> **Instructions to follow**
Take the records underneath and set them down exactly.

> **Listed records**
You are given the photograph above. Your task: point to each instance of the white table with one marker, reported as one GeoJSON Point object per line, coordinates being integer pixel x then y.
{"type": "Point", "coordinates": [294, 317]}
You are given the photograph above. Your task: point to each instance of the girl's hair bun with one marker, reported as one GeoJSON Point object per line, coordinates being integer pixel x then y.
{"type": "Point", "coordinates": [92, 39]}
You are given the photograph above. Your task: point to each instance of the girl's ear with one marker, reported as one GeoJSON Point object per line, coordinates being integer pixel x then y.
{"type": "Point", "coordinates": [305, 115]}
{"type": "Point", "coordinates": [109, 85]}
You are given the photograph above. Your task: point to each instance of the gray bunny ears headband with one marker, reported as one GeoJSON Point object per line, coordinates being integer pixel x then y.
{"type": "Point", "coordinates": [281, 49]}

> **Written answer**
You are given the photograph above. Your task: point to each instance of the white table with one marker, reported as one GeoJSON Point object per line, coordinates being integer pixel x then y.
{"type": "Point", "coordinates": [294, 317]}
You are given the photograph above. Your task: point to each instance of the girl's hair bun with one marker, reported as one GeoJSON Point object per line, coordinates being integer pixel x then y.
{"type": "Point", "coordinates": [92, 39]}
You are given the photograph above. Your task: point to each instance of the girl's ear with one marker, reported as one GeoJSON Point object per line, coordinates being integer pixel x then y.
{"type": "Point", "coordinates": [305, 115]}
{"type": "Point", "coordinates": [109, 85]}
You are given the photograph above. Your task: point to each instance of the gray bunny ears headband with one marker, reported as one GeoJSON Point object per line, coordinates being integer pixel x then y.
{"type": "Point", "coordinates": [281, 49]}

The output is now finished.